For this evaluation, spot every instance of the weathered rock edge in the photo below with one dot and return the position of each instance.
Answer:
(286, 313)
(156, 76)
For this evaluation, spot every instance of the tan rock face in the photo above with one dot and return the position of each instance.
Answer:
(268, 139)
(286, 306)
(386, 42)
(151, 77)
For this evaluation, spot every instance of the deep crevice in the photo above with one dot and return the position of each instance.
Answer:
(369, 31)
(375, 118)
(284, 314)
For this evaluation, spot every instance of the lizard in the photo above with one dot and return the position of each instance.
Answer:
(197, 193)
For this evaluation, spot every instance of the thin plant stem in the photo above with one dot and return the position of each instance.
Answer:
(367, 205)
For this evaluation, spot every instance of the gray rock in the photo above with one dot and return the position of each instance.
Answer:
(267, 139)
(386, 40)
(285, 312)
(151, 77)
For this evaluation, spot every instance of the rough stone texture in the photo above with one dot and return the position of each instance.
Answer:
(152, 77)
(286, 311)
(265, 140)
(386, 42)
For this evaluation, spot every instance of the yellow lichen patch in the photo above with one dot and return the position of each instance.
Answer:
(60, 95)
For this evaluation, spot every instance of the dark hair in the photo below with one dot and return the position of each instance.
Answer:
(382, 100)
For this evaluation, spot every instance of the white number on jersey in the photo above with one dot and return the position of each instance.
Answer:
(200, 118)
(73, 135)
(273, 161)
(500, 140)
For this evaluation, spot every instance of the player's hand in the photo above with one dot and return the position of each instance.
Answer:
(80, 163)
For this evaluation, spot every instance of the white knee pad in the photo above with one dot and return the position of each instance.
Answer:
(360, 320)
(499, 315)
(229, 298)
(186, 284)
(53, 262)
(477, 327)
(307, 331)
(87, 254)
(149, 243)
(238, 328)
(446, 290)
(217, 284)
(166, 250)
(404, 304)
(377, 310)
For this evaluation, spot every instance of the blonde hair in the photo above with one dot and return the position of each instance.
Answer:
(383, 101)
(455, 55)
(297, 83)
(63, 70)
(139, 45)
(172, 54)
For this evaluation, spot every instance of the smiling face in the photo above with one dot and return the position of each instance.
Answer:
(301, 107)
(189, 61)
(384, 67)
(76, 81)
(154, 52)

Written problem: Please output every record, keeping each line exact.

Finished answer:
For this evaluation, spot every instance of the weathered rock edge in the photo below with one dot and return the position of each instance.
Answer:
(286, 313)
(156, 76)
For this evaluation, spot every instance of the tan rock face in the photo above with one dot and return the position of each instance.
Answer:
(268, 139)
(286, 306)
(386, 42)
(151, 77)
For this evaluation, spot every instance of the deep crevice in the photo above with one dot and return the position of each instance.
Answer:
(369, 31)
(375, 118)
(284, 314)
For this evaluation, spot every instance of the lizard in the photo above with one dot and return the position of each instance.
Answer:
(197, 193)
For this evaluation, spot every instance of the thin plant stem in the photo above with one dot and return the position of each instance.
Answer:
(367, 205)
For this evaluation, spot every instance of the gray rock in the photo above with one dot and return the position of each instance.
Answer:
(267, 139)
(386, 40)
(285, 312)
(151, 77)
For this evaluation, spot every instance of the rough stone texture in the photo above with one dot and return the position of each instance.
Answer:
(152, 77)
(286, 311)
(265, 140)
(386, 42)
For this evaluation, spot every instance of the yellow lichen patch in the photo above with one dot and return the position of each instance.
Answer:
(60, 95)
For this evaluation, spot every instance of the dark hair in the photo below with one dot and return the position of each instance.
Answer:
(382, 100)
For this evaluation, spot every instance of the white number on jersey in the photo above with one dot and return the position of each instance.
Answer:
(200, 118)
(73, 135)
(273, 161)
(500, 140)
For this evaluation, spot every instance of the player's hand in the photo above with one dot and return the position of each instance.
Answer:
(80, 163)
For this evaluation, spot every instance of the white knee pad in the photo above with one dot and return the position of each instance.
Answer:
(360, 320)
(499, 315)
(229, 298)
(186, 284)
(53, 262)
(477, 327)
(307, 331)
(87, 254)
(149, 243)
(238, 328)
(446, 290)
(217, 284)
(166, 250)
(404, 304)
(377, 310)
For this evaluation, spot every instance of the blonde hair in the photo above with one dot and return the position of each instance.
Answer:
(383, 101)
(455, 55)
(297, 83)
(63, 70)
(139, 45)
(172, 54)
For this evaluation, spot every instance of the smiling face in the photo above with one dot and return the position of each instance.
Answer:
(301, 107)
(189, 61)
(384, 67)
(76, 81)
(154, 52)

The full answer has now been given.